Today, we’re excited to announce that Amazon SageMaker HyperPod now supports managed node automatic scaling with Karpenter, so you can efficiently scale your SageMaker HyperPod clusters to meet your inference and training demands. Real-time inference workloads require automatic scaling to address unpredictable traffic patterns and maintain service level agreements (SLAs). As demand spikes, organizations must rapidly adapt their GPU compute without compromising response times or cost-efficiency. Unlike self-managed Karpenter deployments, this service-managed solution alleviates the operational overhead of installing, configuring, and maintaining Karpenter controllers, while providing tighter integration with the resilience capabilities of SageMaker HyperPod. This managed approach supports scale to zero, reducing the need for dedicated compute resources to run the Karpenter controller itself, improving cost-efficiency.
SageMaker HyperPod offers a resilient, high-performance infrastructure, observability, and tooling optimized for large-scale model training and deployment. Companies like Perplexity, HippocraticAI, H.AI, and Articul8 are already using SageMaker HyperPod for training and deploying models. As more customers transition from training foundation models (FMs) to running inference at scale, they require the ability to automatically scale their GPU nodes to handle real production traffic by scaling up during high demand and scaling down during periods of lower utilization. This capability necessitates a powerful cluster auto scaler. Karpenter, an open source Kubernetes node lifecycle manager created by AWS, is a popular choice among Kubernetes users for cluster auto scaling due to its powerful capabilities that optimize scaling times and reduce costs.
This launch provides a managed Karpenter-based solution for automatic scaling that is installed and maintained by SageMaker HyperPod, removing the undifferentiated heavy lifting of setup and management from customers. The feature is available for SageMaker HyperPod EKS clusters, and you can enable auto scaling to transform your SageMaker HyperPod cluster from static capacity to a dynamic, cost-optimized infrastructure that scales with demand. This combines Karpenter’s proven node lifecycle management with the purpose-built and resilient infrastructure of SageMaker HyperPod, designed for large-scale machine learning (ML) workloads. In this post, we dive into the benefits of Karpenter, and provide details on enabling and configuring Karpenter in your SageMaker HyperPod EKS clusters.

Set problem a :: Write out the passage of the HyperPod auto scaling text between "SageMaker HyperPod offers" and "and reduce costs.", inclusive.
The text and the records have no connection to each other.

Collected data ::

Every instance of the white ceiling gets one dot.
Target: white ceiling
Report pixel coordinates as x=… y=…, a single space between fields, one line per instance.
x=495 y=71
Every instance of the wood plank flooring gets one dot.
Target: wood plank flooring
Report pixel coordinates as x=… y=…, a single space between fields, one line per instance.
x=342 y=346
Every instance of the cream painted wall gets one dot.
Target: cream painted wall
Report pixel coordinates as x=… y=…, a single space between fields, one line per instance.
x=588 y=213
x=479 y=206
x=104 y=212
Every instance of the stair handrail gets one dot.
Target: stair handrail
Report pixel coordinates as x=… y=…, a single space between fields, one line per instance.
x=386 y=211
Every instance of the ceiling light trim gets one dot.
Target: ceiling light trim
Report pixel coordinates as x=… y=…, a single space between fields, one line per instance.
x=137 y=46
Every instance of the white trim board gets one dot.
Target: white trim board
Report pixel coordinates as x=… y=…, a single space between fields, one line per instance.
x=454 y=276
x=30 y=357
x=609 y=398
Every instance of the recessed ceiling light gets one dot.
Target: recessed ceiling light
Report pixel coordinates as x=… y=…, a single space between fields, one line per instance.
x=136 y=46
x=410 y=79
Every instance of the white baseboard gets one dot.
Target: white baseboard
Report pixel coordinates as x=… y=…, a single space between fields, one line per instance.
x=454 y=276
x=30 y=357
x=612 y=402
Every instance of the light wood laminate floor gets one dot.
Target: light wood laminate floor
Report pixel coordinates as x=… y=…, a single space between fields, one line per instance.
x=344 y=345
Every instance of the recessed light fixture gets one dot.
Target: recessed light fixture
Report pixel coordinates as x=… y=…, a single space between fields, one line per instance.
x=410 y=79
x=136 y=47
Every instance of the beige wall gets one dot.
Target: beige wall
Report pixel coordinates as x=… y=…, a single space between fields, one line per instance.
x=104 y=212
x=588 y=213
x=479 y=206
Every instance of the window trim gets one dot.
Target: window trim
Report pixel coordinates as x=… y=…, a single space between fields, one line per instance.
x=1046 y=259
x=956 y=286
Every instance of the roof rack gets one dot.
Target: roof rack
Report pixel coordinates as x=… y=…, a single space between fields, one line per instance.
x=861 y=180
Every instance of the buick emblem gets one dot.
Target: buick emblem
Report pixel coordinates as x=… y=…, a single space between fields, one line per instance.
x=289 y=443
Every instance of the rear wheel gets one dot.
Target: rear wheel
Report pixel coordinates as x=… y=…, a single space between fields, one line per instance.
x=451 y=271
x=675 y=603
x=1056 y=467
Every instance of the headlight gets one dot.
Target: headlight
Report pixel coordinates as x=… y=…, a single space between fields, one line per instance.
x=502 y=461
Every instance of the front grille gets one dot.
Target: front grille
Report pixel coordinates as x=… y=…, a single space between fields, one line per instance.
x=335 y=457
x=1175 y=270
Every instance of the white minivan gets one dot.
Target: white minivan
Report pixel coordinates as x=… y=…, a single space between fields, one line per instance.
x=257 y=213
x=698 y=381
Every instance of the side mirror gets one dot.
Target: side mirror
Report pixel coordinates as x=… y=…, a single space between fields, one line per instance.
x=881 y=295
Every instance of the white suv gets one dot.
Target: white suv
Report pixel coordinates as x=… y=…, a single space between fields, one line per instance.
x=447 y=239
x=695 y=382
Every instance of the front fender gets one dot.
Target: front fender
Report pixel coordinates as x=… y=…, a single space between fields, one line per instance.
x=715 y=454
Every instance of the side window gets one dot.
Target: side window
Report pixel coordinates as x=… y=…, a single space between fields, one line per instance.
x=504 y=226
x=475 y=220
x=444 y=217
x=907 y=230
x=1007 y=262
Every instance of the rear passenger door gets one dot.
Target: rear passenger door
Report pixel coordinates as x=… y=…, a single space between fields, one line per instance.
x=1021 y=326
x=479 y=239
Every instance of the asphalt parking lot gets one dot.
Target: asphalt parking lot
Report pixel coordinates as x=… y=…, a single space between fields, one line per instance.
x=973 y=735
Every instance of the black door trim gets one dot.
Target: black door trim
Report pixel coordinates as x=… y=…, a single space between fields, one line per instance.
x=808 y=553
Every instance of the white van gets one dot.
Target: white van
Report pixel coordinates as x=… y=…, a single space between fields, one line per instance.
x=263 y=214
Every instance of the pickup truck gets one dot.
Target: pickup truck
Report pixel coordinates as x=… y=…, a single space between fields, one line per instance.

Set problem b :: From the records, give again the lines between the lines holding "Every instance of the stair" and "x=386 y=211", inclusive.

Exercise response a ::
SageMaker HyperPod offers a resilient, high-performance infrastructure, observability, and tooling optimized for large-scale model training and deployment. Companies like Perplexity, HippocraticAI, H.AI, and Articul8 are already using SageMaker HyperPod for training and deploying models. As more customers transition from training foundation models (FMs) to running inference at scale, they require the ability to automatically scale their GPU nodes to handle real production traffic by scaling up during high demand and scaling down during periods of lower utilization. This capability necessitates a powerful cluster auto scaler. Karpenter, an open source Kubernetes node lifecycle manager created by AWS, is a popular choice among Kubernetes users for cluster auto scaling due to its powerful capabilities that optimize scaling times and reduce costs.

Exercise response b ::
Every instance of the stair handrail gets one dot.
Target: stair handrail
Report pixel coordinates as x=… y=…, a single space between fields, one line per instance.
x=386 y=211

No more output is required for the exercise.